Collected data:
>>>>

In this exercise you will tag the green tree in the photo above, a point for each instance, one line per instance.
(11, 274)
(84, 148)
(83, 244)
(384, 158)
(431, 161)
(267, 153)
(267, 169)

<<<<

:: Aim ::
Can you give every line of the rows above as a Markdown table with the columns Number and Line, numbering the lines in order and leaving out any blank ones?

:: Worked answer ::
| Number | Line |
|---|---|
| 1 | In this exercise you will tag the green tree in the photo above, a point for each instance, one line per instance. |
| 2 | (11, 274) |
| 3 | (84, 148) |
| 4 | (83, 244) |
| 5 | (384, 158) |
| 6 | (431, 161) |
| 7 | (267, 153) |
| 8 | (267, 169) |